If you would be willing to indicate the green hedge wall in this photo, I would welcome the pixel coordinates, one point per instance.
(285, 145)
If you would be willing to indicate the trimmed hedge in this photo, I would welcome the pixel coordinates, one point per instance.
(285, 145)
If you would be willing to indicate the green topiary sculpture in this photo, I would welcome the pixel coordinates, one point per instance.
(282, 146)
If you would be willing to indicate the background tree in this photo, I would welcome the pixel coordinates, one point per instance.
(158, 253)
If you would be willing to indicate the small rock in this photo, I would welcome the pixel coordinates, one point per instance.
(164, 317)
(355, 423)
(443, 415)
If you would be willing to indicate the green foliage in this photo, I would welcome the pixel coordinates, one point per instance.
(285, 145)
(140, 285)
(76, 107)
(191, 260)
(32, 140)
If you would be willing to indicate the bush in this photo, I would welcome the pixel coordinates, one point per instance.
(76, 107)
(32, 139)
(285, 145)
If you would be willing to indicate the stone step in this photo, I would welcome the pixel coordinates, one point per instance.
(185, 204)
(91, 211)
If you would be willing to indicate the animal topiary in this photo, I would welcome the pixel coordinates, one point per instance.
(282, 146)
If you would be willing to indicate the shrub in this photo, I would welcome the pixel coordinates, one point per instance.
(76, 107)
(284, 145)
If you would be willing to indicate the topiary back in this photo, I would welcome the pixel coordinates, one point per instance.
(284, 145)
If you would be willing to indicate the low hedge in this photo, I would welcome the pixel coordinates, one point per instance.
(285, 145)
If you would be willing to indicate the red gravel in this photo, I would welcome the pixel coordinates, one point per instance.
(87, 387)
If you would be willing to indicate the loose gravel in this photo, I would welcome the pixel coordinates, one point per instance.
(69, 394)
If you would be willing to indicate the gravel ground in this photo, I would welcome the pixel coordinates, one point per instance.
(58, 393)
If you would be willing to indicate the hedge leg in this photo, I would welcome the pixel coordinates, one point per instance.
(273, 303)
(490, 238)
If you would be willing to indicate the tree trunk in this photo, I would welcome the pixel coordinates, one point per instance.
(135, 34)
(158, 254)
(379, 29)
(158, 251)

══════

Direction - Reproduce all of the items above verbatim, keeping every line unchanged and in its original order.

Correct result -
If you would be willing to indicate the green hedge wall in this photo, I would welcome the pixel coordinates, one point per instance.
(285, 145)
If you would be willing to indicate the trimmed hedge in this photo, I would welcome the pixel coordinates, one point per instance.
(285, 145)
If you would be willing to indicate the green topiary sculpture in this photo, I would welcome the pixel coordinates, one point per instance.
(282, 146)
If you would be willing to indicate the background tree in this photo, I would welcome the pixel coordinates, one point per instance.
(158, 253)
If you would be willing to indicate the small rock in this photo, I would welcome the pixel coordinates, one point per instance.
(164, 317)
(355, 423)
(443, 415)
If you would be willing to indicate the green foliage in this photo, I would welcome the pixel coordinates, one point per instance.
(285, 145)
(140, 285)
(76, 107)
(191, 260)
(32, 140)
If you would be willing to indicate the bush in this photo, I would welcome the pixel coordinates, one point per instance.
(76, 107)
(32, 139)
(285, 145)
If you would be willing to indicate the stone step in this photo, I would welcome the pixel coordinates, one point per instance.
(185, 204)
(91, 211)
If you would be willing to indicate the animal topiary in this photo, I would welcome the pixel coordinates, one point per instance.
(282, 146)
If you would be willing to indicate the shrub in this photo, I would welcome the pixel coordinates, one point per instance.
(76, 107)
(284, 145)
If you would be willing to indicate the topiary back in this photo, I would welcome the pixel coordinates, one point per instance.
(284, 145)
If you would be willing to indicate the low hedge in this photo, I would welcome the pixel coordinates, one point per instance.
(285, 145)
If you would be willing to indicate the red gravel in this photo, I would welcome the pixel coordinates, one point per instance.
(87, 387)
If you would be willing to indicate the loose gravel in this photo, I would welcome the pixel coordinates, one point per instance.
(69, 394)
If you would be willing to indicate the gravel ground in this photo, I would welcome the pixel coordinates, one point per instance.
(58, 393)
If you would be willing to indicate the hedge leg in this photo, I would welcome the pixel coordinates, one point per instance.
(273, 303)
(490, 238)
If you would be willing to indicate the tree trunk in this photo, I would welcome the pixel coordinates, one point per instance.
(135, 34)
(158, 254)
(379, 29)
(158, 251)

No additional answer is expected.